▸ Material provided
━━━━━━

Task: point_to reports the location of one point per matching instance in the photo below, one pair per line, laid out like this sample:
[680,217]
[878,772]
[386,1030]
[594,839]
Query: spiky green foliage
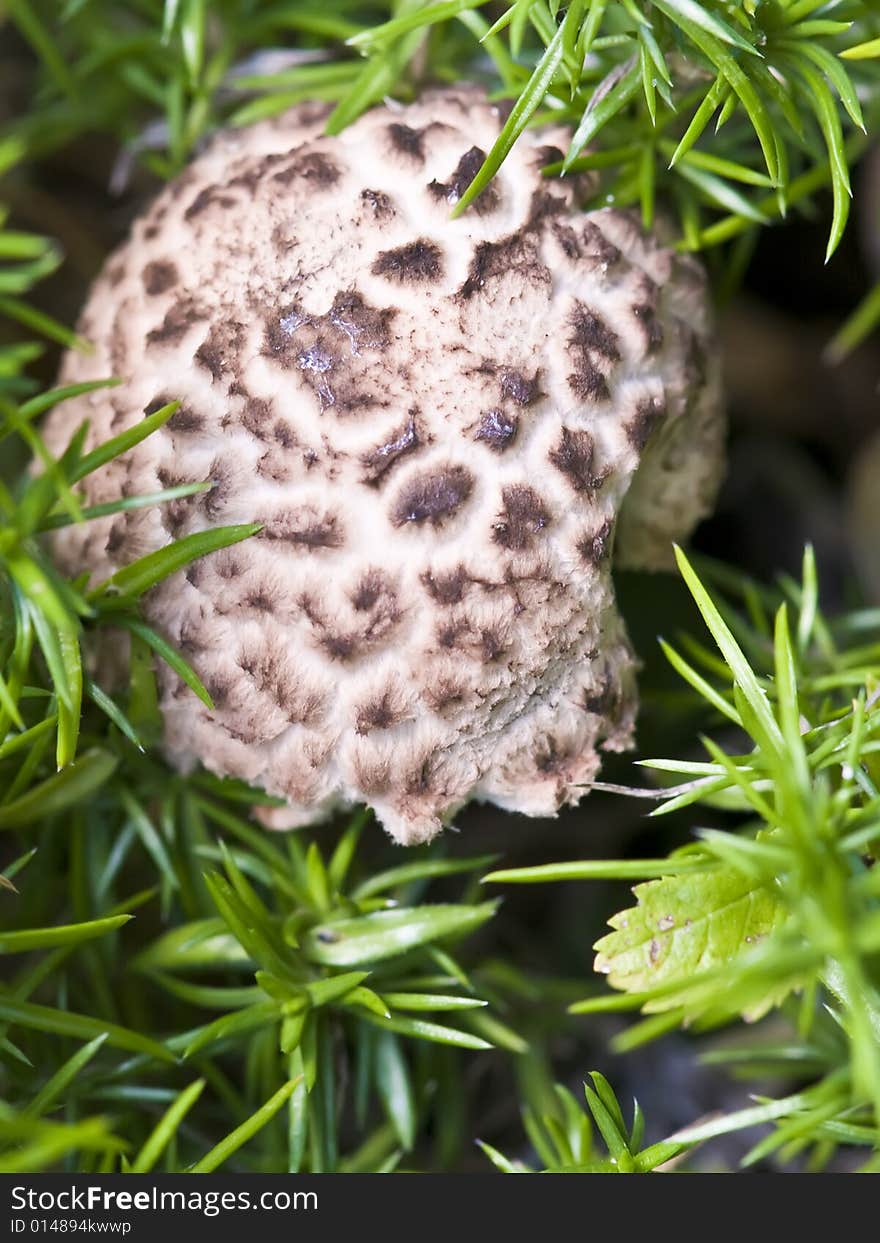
[728,112]
[782,908]
[563,1136]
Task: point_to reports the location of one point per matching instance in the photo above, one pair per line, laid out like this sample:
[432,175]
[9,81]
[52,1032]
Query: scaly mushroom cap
[436,423]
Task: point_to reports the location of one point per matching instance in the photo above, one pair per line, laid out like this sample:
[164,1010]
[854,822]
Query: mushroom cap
[444,425]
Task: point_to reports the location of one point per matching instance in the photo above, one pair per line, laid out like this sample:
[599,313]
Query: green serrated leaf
[682,925]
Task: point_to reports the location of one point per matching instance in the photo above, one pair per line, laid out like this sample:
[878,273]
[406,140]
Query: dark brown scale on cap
[179,318]
[380,712]
[567,239]
[433,496]
[497,429]
[379,204]
[597,247]
[645,312]
[306,528]
[414,262]
[380,460]
[518,388]
[573,456]
[448,588]
[220,347]
[366,326]
[187,421]
[649,415]
[465,170]
[159,276]
[594,546]
[522,517]
[592,343]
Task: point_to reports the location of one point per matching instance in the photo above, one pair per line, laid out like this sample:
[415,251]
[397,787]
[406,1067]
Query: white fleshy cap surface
[448,429]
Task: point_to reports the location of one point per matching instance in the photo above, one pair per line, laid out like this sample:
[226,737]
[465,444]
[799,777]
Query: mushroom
[446,428]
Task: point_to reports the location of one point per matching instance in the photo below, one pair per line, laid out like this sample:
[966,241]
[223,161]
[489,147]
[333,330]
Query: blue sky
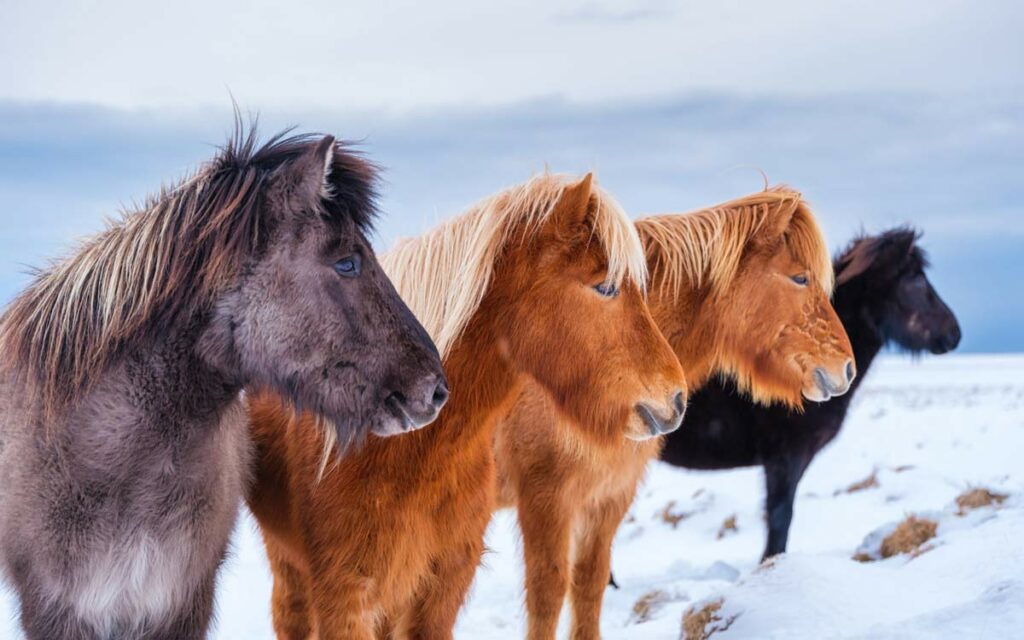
[881,113]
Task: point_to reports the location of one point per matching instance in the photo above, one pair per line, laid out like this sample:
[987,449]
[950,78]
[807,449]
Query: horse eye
[348,267]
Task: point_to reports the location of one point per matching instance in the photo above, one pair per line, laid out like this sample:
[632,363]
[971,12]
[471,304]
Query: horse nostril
[397,397]
[679,402]
[440,394]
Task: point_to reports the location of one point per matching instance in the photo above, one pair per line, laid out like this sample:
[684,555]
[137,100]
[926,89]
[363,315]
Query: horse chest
[155,532]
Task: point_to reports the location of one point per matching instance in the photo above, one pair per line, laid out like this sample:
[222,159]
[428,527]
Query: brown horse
[542,282]
[741,289]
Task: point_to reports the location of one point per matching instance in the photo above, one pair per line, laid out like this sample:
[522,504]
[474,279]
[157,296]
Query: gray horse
[123,436]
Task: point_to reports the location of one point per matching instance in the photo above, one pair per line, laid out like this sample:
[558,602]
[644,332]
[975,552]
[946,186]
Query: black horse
[882,296]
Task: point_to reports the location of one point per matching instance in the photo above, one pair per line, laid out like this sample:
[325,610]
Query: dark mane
[164,260]
[894,250]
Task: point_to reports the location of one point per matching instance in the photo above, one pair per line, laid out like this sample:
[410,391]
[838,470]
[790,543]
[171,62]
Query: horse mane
[864,252]
[707,247]
[460,253]
[163,260]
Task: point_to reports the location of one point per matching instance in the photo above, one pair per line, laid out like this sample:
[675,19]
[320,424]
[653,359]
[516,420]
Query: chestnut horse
[542,282]
[741,290]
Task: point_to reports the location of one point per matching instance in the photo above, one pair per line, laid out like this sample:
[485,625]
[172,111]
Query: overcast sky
[882,113]
[409,54]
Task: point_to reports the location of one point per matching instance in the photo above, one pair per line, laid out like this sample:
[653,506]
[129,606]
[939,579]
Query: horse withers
[542,282]
[883,297]
[740,290]
[124,449]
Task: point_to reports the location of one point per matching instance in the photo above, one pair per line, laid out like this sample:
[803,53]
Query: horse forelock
[460,254]
[162,260]
[707,247]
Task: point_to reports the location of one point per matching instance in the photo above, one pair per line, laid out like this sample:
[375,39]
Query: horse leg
[47,620]
[592,566]
[546,525]
[192,622]
[290,598]
[441,594]
[781,477]
[340,598]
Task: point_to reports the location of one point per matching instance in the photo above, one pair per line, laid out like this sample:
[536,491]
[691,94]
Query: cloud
[869,161]
[407,55]
[609,12]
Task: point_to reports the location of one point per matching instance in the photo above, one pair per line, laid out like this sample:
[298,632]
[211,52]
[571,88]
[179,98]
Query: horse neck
[483,386]
[688,320]
[180,393]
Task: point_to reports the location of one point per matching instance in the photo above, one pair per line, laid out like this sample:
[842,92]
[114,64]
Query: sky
[881,113]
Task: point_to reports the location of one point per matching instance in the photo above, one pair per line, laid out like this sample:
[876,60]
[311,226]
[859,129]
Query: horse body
[124,446]
[387,544]
[882,297]
[133,530]
[721,294]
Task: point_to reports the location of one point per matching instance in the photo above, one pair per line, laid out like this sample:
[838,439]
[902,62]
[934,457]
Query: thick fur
[124,451]
[386,545]
[882,297]
[722,295]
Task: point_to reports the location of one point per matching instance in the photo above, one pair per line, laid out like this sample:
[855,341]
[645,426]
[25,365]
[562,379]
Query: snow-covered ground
[930,429]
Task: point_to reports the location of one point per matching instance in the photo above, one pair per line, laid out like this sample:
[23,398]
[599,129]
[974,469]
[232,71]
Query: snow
[929,428]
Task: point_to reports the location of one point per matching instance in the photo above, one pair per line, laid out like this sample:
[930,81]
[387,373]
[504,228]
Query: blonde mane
[171,256]
[705,248]
[443,274]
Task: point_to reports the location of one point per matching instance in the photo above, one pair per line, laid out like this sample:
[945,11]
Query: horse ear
[854,265]
[778,216]
[572,207]
[310,173]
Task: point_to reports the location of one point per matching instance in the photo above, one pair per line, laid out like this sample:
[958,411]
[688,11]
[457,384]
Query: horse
[124,444]
[883,297]
[740,289]
[542,282]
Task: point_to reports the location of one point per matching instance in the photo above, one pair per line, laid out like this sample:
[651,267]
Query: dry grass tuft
[669,516]
[863,557]
[728,526]
[647,605]
[911,534]
[706,622]
[978,498]
[870,481]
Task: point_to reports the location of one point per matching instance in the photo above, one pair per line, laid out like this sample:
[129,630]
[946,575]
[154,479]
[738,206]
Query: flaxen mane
[706,247]
[166,259]
[459,255]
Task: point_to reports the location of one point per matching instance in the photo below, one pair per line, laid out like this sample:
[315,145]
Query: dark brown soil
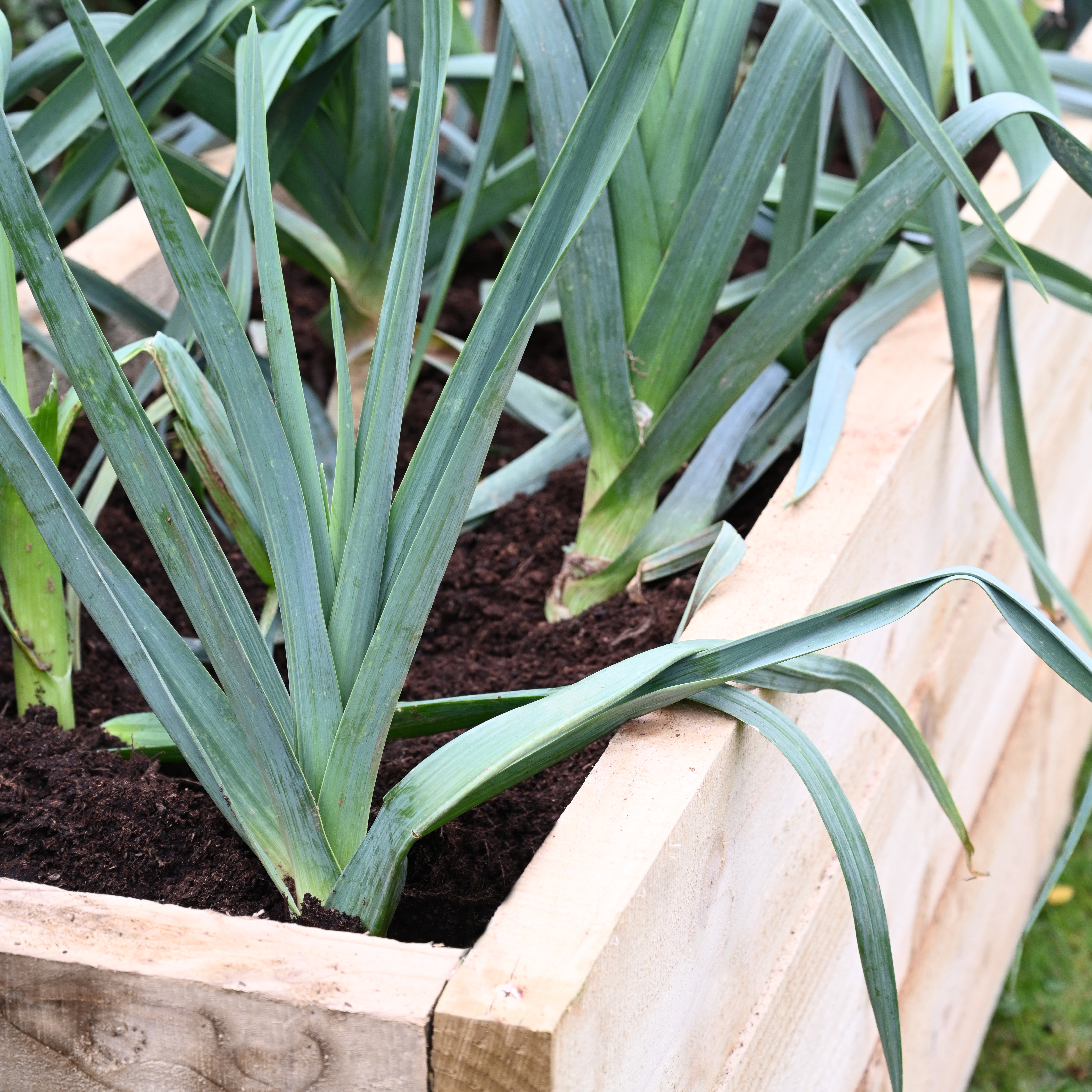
[75,816]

━━━━━━

▸ What is expected
Set down all the data again exactly as above, pictures excluded.

▸ Exercise output
Task: point_to reports the location of one point per matching instance in the photo below, one pair per line, laid out like this sample:
[680,217]
[878,772]
[386,1030]
[594,839]
Query: spiky green foliage
[728,112]
[782,908]
[563,1136]
Task: point_to reports the location of one point per matching instance in the photo above, one pair per line, laid out like this sample:
[432,175]
[9,81]
[52,1032]
Query: scaly mushroom cap
[436,423]
Task: point_to reports the location of one point per matching instance in the photo above, one pair per line, laid out like this sample:
[164,1010]
[854,822]
Query: mushroom cap
[444,425]
Task: point_to reports the location of one point per matching instance in the photo above, one pair per line, laid out like this sample:
[599,313]
Query: green serrated leaf
[682,925]
Task: point_to reports the location of one point per matching instance in the photo above, one pair per line, laid out like this sample:
[878,273]
[406,140]
Query: dark brown scale on cap
[179,318]
[380,712]
[567,239]
[433,496]
[497,429]
[379,204]
[597,247]
[645,312]
[306,528]
[414,262]
[380,460]
[518,388]
[573,456]
[448,588]
[220,347]
[366,326]
[187,421]
[649,415]
[465,170]
[159,276]
[594,546]
[522,517]
[592,343]
Task: point_to reports the location of one point per matching instance in the photo above, one pair per line, laid out like this sample:
[415,251]
[397,787]
[406,1067]
Query: white fleshy cap surface
[448,429]
Task: point_to reports the location of one point per matching instance in the photo above, one pair per line, laid out like this sample:
[226,737]
[465,444]
[799,777]
Query: mushroom
[446,428]
Task: point_to reports the location of one point per matching instance in the photo below, one pair per line, laid out like this sample:
[966,241]
[223,161]
[489,147]
[333,330]
Query: blue sky
[881,113]
Task: point_to reports the location of one point per matching instance in the photo above, one pair per line, laid out like this sample:
[987,449]
[950,78]
[807,449]
Query: horse eye
[348,267]
Task: point_to reports the location of one point per matching instance in the photo above, one pair per line, laid out like this sample:
[632,363]
[971,12]
[471,304]
Query: horse nostril
[397,397]
[679,402]
[440,394]
Task: point_to reports the location of one point per matching instance in the photo above, one pair per line, laid out like this sample:
[684,555]
[137,100]
[926,89]
[363,315]
Query: horse chest
[155,532]
Task: point_to reports the location of one point per matching instance in the photo above, one pair per line, laid out like this sample:
[222,159]
[428,527]
Query: brown horse
[542,282]
[741,289]
Task: point_to reports the location of one point per matching instance in the photo above, one pair per line, laid out like this sample:
[522,504]
[474,279]
[157,296]
Query: gray horse
[123,436]
Task: point_to reports the location of one point per matching instance in the photo above, one pair per line, laid out like this sample:
[558,602]
[644,332]
[975,552]
[946,186]
Query: black horse
[882,296]
Task: point_to reports the location of one point per matching instance in the photo above, one pair per line, laid out like this sample:
[325,610]
Query: dark mane
[164,260]
[894,250]
Task: point_to reports the location of one point per matching instance in the photo above, one pair per line, laid out like this sample:
[410,391]
[838,470]
[790,543]
[171,62]
Query: horse mane
[864,252]
[707,247]
[460,253]
[163,260]
Task: point_to reports the location of one point per matching instance in the photo above, one pair per line, laid out like this sample:
[675,19]
[320,424]
[653,359]
[516,420]
Query: chestnut horse
[542,282]
[741,290]
Task: point_to reports the location of one point per matching instance in the photo above, one pair per line, laid out like this sample:
[485,625]
[172,111]
Query: overcast sky
[882,113]
[409,54]
Task: point_to reports the location of one point per matching instance in the photo above, one pair per line, laid out like this sample:
[653,506]
[129,606]
[939,579]
Query: horse withers
[542,282]
[883,297]
[740,290]
[124,449]
Task: point_to reports the location of one point per matching instance in the photo above, one pair per line, laid out like this sample:
[803,53]
Query: horse forelock
[460,254]
[162,260]
[707,247]
Task: point_to reports the location of one point per matching instance in the photo above, one pair per line, laid out like this sample:
[375,39]
Query: horse leg
[47,620]
[592,566]
[546,525]
[192,622]
[290,598]
[441,594]
[781,477]
[340,598]
Task: point_to reports the location of one point per matching instance in the photo above, one pair per line, laid out like this sample:
[536,491]
[691,94]
Query: cloud
[869,161]
[407,55]
[609,12]
Task: point_to reports the location of one point per matching instance in the photo above, one pair per line, laid out like this sample:
[298,632]
[211,52]
[571,88]
[179,98]
Query: horse neck
[483,386]
[688,320]
[180,393]
Task: point_to reports the location of one point per matching instance in the photo above, one pair per line, laid out like this sample:
[842,92]
[114,64]
Query: sky
[881,113]
Task: point_to reports the location of one point per matching instance in the photo above, one pair per line, laid out like this sample:
[876,60]
[311,226]
[859,129]
Query: horse body
[124,446]
[387,544]
[882,297]
[133,530]
[721,294]
Task: point_to reports the location of one point per matching instance in the photo above, one pair per line, laid out like this sample:
[838,439]
[902,62]
[934,457]
Query: thick fur
[124,451]
[386,545]
[882,297]
[722,295]
Task: point_to reports the location of one point per matching instance in the photo above, one pair per line, laid out like this sample:
[855,341]
[645,426]
[25,365]
[562,379]
Query: snow-covered ground
[930,429]
Task: point_to reports the location of one point per matching instance in the photo above, one pair per line, laid out like this sample:
[23,398]
[599,129]
[974,469]
[232,71]
Query: snow
[929,428]
Task: point_to reports the location of one point per matching instance in the photo above, one pair per line, laid out like this sample:
[930,81]
[387,373]
[504,228]
Query: blonde mane
[171,256]
[705,248]
[443,274]
Task: point_to reports the location of one point per matching instance in the photo above, one pair per line, laid out like this sample:
[945,11]
Query: horse ear
[854,265]
[778,216]
[572,207]
[310,173]
Task: point_to reports the location of one point per matching instance in the photo above, one pair per line, laid out like this sample:
[958,411]
[688,11]
[457,384]
Query: horse
[124,444]
[883,297]
[740,289]
[542,282]
Task: point_to reports the location of one point per matching instance in the photo above, one pair per line, laid out like this sample:
[651,267]
Query: dry grass tuft
[669,516]
[863,557]
[728,526]
[647,605]
[911,534]
[706,622]
[978,498]
[870,481]
Task: point_to reports the location of one point per matching instance in the photo above, one pair per line, laid out like this sample:
[129,630]
[946,575]
[154,479]
[738,206]
Query: flaxen mane
[706,247]
[166,259]
[459,255]
Task: point_to reports the location of one point per matching instance in the photo below, one pair per line, laid out like this sample:
[315,145]
Query: dark brown soil
[75,816]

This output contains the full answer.